What you are asked to do
Please retype the entries that follow exactly as they are, leaving the images behind.

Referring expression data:
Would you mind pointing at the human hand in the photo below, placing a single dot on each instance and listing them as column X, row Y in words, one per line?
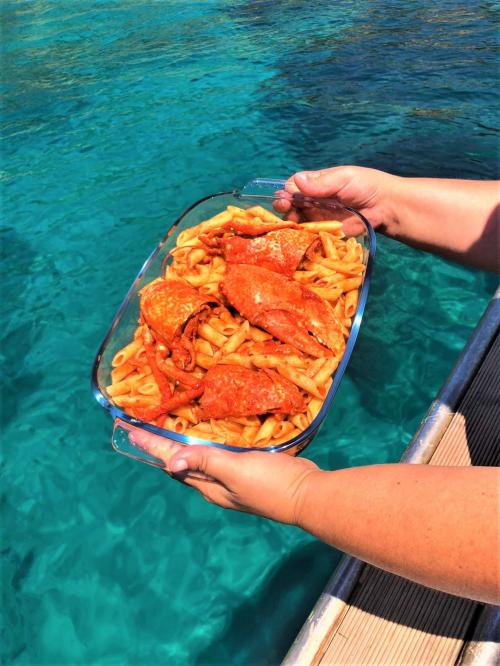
column 265, row 484
column 367, row 190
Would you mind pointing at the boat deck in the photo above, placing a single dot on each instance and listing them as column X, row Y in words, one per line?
column 366, row 616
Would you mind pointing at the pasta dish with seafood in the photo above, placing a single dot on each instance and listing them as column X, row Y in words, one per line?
column 238, row 339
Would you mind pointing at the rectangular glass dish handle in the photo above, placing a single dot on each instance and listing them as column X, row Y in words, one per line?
column 123, row 443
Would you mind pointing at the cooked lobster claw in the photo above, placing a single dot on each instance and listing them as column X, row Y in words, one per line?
column 172, row 310
column 231, row 390
column 280, row 251
column 284, row 308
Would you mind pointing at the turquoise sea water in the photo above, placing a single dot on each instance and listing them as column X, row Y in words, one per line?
column 116, row 115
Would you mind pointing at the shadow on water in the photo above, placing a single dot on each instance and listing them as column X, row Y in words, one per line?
column 392, row 88
column 261, row 626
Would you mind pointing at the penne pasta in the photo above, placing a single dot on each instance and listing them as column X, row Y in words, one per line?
column 302, row 380
column 216, row 334
column 209, row 333
column 351, row 303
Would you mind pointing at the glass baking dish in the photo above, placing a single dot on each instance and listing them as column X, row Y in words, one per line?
column 263, row 192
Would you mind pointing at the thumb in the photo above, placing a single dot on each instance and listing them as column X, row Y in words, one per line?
column 323, row 183
column 208, row 460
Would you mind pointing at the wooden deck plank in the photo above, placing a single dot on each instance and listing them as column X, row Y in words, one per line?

Answer area
Would you mind pointing at the human hand in the photo below, placing a single dot on each instance and listing them as column X, row Y in words, one per line?
column 265, row 484
column 367, row 190
Would you mind pointing at the boat deck in the photo above, placing a single dot on each instance and listing them as column X, row Y in words, one per line?
column 366, row 616
Would you mind pointing at the pasta dish with seafood in the photo above, placing a single dot on each instance and listing them as column X, row Y in words, one per line?
column 238, row 339
Would you mind pointing at the rectangular glass dish handle in the photo above, placing a single dot on each instance and listing them as column X, row Y in words, one per line?
column 123, row 443
Would you mind pointing at the cooked lobster claw in the photo above, placing a single dot on each instance and listing them as column X, row Y in words, one per line?
column 172, row 310
column 231, row 390
column 280, row 251
column 284, row 308
Would you mind pointing at the turquoise sea water in the photo above, placing a single dot on each instance and listing them as column X, row Y in words, one per line?
column 116, row 115
Would you mind pointing at the shadow on water in the photo above, placing a single dot on each instance and listing them as column X, row Y in words, one per line?
column 392, row 88
column 261, row 626
Would you mind pointing at the penne pasta in the photo above, placing a single dot on each instance and listing them as column X, row Y in words, one per line?
column 302, row 380
column 216, row 334
column 209, row 333
column 351, row 303
Would you mind pointing at the glass baking dish in the photo above, placing a single dot on each instance and listing them as column X, row Y in words, one per line?
column 263, row 192
Would you mind pointing at the thumb in the photo above, placing a single dot on each instance and listing them as column X, row Y in words, one per line?
column 323, row 183
column 208, row 460
Would you mind pointing at the wooden deck plank in the photo above, placing a single dot on each instance and listing them as column X, row Y in words, one per line?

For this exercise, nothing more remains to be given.